>> Start Provided entries

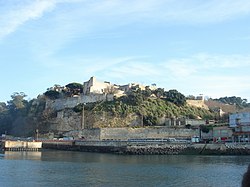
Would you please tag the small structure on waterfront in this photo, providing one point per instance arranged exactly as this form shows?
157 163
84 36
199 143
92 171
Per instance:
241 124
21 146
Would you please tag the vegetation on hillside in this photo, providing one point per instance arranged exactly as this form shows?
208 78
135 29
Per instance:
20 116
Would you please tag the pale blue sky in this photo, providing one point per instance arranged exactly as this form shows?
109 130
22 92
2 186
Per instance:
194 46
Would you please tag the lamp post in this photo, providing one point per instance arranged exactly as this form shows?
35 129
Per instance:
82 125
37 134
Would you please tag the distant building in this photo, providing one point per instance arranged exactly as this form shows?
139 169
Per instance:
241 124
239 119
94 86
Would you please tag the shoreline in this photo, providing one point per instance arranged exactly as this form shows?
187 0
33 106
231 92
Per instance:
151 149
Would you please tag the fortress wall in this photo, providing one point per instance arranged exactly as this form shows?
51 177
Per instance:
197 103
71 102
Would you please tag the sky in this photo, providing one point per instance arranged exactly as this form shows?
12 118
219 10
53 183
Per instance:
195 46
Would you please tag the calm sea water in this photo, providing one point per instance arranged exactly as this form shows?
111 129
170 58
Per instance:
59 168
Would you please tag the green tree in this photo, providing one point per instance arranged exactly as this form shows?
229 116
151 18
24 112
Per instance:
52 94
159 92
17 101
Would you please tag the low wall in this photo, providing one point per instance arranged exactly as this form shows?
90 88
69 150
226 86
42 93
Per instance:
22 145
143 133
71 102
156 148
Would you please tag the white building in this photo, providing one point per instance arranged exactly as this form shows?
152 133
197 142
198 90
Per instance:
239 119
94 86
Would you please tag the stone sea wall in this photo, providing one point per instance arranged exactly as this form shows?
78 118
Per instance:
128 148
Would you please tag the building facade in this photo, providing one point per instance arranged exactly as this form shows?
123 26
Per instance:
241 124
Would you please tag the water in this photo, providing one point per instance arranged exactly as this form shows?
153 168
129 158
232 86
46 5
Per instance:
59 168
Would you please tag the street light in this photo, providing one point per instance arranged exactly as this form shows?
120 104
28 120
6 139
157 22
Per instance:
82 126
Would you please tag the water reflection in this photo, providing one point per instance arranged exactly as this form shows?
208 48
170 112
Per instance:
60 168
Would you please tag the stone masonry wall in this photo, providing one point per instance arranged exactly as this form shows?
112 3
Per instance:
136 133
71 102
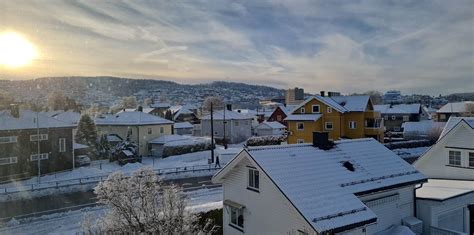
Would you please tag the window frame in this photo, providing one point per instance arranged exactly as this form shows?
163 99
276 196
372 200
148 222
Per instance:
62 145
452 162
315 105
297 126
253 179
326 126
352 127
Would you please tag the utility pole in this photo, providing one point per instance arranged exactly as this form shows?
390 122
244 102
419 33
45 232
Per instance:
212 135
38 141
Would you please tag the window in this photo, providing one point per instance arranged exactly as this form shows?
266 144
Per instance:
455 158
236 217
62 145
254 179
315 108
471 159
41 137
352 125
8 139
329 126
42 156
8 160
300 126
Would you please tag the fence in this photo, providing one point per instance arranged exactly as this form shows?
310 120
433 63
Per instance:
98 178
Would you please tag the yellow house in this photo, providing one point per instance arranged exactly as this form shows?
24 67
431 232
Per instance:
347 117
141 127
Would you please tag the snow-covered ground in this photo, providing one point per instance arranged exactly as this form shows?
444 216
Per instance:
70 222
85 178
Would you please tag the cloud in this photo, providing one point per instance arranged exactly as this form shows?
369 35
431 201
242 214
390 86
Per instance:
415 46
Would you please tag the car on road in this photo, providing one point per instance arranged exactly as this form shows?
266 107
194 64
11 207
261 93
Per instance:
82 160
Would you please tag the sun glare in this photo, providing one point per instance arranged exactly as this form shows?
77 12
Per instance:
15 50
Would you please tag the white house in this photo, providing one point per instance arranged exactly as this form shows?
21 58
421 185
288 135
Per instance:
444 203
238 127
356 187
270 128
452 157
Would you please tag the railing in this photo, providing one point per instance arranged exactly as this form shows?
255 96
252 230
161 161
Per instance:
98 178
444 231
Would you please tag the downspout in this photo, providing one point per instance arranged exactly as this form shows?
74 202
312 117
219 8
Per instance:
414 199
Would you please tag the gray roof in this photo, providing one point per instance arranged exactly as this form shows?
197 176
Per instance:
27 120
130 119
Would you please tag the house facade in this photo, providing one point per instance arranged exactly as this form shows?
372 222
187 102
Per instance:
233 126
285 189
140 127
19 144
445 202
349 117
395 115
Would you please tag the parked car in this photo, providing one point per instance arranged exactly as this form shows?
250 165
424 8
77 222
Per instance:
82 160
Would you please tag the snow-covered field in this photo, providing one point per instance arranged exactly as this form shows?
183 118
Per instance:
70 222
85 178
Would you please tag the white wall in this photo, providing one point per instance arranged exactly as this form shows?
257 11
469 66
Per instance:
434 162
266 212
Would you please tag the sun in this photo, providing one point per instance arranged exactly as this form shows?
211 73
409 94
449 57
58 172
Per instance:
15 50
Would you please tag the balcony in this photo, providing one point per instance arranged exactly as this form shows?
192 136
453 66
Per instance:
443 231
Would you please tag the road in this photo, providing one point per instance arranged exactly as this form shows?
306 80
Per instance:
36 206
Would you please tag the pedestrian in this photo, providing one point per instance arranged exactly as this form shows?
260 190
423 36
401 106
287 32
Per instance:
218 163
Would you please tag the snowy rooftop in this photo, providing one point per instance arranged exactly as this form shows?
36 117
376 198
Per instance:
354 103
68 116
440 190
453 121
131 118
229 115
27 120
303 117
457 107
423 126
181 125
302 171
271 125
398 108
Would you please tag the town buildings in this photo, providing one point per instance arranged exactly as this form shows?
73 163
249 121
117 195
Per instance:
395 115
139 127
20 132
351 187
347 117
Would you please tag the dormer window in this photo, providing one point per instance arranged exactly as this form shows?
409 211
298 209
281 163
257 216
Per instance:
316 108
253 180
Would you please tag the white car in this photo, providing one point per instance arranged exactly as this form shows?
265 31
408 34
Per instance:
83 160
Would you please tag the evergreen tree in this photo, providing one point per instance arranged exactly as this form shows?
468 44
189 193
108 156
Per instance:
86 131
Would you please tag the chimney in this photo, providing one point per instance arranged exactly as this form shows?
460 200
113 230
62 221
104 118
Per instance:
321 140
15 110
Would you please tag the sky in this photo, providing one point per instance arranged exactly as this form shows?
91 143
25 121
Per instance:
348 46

>> End Provided entries
>> Start Provided entries

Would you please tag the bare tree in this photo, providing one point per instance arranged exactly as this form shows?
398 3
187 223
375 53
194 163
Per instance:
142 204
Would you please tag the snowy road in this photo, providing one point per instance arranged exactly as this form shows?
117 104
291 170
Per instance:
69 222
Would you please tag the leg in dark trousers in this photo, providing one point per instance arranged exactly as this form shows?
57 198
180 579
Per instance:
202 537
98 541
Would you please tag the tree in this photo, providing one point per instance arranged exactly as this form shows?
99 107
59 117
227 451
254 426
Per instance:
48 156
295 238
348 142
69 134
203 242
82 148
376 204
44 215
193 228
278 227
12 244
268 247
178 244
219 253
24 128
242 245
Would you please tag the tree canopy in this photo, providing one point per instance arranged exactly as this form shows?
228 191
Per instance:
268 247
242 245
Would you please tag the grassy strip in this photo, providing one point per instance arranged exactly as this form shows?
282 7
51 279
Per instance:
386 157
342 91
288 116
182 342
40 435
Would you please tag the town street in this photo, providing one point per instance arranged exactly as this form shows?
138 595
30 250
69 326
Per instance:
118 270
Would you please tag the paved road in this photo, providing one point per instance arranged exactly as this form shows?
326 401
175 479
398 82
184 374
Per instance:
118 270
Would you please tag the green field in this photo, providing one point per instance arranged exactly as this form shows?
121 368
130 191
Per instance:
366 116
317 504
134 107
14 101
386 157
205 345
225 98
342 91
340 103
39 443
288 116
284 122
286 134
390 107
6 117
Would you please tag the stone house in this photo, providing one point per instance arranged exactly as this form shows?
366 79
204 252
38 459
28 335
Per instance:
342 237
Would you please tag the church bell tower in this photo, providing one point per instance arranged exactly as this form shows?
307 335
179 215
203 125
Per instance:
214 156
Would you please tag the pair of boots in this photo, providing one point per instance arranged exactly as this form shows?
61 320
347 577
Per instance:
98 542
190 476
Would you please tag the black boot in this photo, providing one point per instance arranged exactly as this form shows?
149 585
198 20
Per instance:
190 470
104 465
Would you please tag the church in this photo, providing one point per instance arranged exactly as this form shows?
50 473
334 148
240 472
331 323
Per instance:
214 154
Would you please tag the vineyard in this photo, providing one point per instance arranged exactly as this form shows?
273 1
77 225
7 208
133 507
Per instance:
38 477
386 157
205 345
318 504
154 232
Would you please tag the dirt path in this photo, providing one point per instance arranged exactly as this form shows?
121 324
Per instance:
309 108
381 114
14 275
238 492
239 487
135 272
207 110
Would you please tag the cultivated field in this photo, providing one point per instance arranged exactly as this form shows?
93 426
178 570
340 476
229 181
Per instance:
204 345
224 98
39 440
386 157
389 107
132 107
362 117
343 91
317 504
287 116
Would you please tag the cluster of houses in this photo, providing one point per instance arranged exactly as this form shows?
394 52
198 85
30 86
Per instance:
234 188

>> End Provided entries
>> Start Provided entries

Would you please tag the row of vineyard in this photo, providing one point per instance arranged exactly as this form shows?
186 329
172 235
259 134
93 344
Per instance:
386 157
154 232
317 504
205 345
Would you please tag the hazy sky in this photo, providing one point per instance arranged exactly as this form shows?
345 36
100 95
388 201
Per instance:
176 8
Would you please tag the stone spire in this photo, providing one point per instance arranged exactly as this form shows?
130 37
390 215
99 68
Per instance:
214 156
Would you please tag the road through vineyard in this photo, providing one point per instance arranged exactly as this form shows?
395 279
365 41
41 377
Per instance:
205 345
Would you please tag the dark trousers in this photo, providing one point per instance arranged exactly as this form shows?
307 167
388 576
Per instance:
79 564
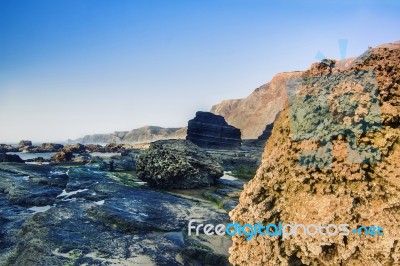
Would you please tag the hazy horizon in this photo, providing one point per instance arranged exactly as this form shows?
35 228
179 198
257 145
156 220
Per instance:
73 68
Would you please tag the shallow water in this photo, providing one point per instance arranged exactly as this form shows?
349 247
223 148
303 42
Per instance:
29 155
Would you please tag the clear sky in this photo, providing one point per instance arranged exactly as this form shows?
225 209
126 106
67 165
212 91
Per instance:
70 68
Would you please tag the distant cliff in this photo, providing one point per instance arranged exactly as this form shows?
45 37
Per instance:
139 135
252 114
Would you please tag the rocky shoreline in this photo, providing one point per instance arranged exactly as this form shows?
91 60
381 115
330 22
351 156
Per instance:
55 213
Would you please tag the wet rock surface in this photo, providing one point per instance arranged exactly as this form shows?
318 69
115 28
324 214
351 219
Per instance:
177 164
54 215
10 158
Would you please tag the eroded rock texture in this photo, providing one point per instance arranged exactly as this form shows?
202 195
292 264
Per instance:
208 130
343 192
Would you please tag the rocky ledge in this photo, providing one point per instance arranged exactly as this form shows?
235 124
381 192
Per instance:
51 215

>> End Provided entries

The request:
How many lines in the records contain the word "distant"? Reply with the number alone.

Solution:
2